▶ [What you have to do]: Reproduce verbatim the lines of the material below, starting at the line with "indicate the dark wood" and ending at the line with "indicate the shower door handle, a", both inclusive; skip the rest.

▶ [Data for analysis]:
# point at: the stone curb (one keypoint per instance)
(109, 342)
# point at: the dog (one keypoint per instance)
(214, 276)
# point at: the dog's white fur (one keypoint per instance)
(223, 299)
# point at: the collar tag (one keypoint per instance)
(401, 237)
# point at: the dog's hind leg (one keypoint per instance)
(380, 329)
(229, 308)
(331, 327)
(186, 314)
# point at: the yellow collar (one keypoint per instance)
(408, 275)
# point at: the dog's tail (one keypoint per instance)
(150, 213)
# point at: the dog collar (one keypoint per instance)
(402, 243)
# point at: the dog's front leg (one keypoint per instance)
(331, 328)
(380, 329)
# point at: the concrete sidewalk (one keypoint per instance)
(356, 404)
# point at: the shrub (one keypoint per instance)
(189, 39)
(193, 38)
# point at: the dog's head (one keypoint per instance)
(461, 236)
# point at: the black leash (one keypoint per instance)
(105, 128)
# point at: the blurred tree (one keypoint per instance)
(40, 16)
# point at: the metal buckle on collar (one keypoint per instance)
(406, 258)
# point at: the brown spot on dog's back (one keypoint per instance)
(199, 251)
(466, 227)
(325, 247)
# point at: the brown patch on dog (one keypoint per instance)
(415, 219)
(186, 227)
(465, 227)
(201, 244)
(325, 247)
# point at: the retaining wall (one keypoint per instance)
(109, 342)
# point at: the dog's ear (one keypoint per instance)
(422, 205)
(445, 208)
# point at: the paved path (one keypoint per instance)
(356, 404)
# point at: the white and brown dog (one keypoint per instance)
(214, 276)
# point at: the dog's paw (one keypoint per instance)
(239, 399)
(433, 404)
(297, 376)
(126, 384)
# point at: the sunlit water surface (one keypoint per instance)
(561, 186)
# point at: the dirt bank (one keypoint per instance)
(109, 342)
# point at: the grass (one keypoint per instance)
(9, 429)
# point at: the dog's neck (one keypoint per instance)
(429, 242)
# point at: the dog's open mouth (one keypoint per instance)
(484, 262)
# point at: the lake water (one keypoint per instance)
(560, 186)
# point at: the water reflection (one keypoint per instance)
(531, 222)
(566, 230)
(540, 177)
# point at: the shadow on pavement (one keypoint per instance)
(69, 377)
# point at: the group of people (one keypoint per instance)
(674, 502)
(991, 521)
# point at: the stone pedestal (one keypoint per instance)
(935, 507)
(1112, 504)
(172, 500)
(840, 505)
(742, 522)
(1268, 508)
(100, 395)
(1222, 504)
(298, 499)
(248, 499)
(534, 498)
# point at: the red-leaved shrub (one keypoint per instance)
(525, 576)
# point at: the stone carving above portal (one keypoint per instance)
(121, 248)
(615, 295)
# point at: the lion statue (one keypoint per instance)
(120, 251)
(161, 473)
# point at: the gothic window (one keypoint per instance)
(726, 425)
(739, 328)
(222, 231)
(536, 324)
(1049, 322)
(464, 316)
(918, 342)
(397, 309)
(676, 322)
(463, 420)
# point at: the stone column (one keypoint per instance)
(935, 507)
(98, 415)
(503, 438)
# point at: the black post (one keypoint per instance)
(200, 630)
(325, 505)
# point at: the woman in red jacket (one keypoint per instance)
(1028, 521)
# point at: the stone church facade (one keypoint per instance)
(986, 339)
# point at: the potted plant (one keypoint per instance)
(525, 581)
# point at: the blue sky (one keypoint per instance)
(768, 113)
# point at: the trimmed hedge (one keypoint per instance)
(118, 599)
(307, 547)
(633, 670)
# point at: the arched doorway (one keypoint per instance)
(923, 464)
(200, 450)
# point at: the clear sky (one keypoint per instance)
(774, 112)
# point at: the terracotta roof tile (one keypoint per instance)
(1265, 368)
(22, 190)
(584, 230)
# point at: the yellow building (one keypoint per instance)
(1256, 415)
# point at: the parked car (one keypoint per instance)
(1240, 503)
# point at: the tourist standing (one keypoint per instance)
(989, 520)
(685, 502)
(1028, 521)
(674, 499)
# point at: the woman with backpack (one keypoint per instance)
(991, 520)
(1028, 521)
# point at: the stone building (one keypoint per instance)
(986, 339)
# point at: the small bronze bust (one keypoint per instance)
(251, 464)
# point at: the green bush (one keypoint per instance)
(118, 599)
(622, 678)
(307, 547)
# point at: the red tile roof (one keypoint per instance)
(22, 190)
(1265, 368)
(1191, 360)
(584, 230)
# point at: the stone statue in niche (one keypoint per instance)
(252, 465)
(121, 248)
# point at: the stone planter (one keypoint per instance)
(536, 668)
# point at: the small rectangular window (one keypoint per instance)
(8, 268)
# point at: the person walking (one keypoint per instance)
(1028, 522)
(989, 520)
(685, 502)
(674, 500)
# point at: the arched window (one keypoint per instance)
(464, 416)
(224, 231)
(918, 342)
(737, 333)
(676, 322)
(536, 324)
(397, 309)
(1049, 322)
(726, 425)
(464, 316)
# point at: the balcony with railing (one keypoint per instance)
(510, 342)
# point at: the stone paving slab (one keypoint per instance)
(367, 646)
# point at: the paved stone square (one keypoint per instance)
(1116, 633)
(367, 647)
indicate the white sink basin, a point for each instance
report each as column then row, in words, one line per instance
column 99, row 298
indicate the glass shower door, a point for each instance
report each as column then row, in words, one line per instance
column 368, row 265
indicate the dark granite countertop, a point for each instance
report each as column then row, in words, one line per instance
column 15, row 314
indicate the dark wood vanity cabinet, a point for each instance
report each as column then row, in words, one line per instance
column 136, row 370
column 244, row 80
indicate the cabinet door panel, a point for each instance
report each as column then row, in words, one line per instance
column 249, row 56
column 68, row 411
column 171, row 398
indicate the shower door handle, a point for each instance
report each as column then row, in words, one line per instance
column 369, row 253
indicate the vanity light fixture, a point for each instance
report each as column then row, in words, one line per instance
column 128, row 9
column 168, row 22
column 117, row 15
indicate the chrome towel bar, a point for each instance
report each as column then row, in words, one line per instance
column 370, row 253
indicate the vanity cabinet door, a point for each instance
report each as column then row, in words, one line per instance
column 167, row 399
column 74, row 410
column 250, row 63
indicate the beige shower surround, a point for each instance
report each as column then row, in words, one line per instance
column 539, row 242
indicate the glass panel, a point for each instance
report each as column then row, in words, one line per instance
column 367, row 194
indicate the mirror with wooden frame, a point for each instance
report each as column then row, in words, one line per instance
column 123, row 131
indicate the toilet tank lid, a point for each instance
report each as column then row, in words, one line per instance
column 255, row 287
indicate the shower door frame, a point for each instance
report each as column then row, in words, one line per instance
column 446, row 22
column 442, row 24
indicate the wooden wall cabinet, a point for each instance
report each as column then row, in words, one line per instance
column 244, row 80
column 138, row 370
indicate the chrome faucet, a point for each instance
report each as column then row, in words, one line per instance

▶ [Output below]:
indicate the dark wood vanity cabinet, a point for each instance
report each as column then row, in words, one line per instance
column 136, row 370
column 244, row 80
indicate the cabinet door panel, a point for each instance
report each as column then row, in words, one line per instance
column 249, row 56
column 68, row 411
column 171, row 398
indicate the shower door handle, a point for each instance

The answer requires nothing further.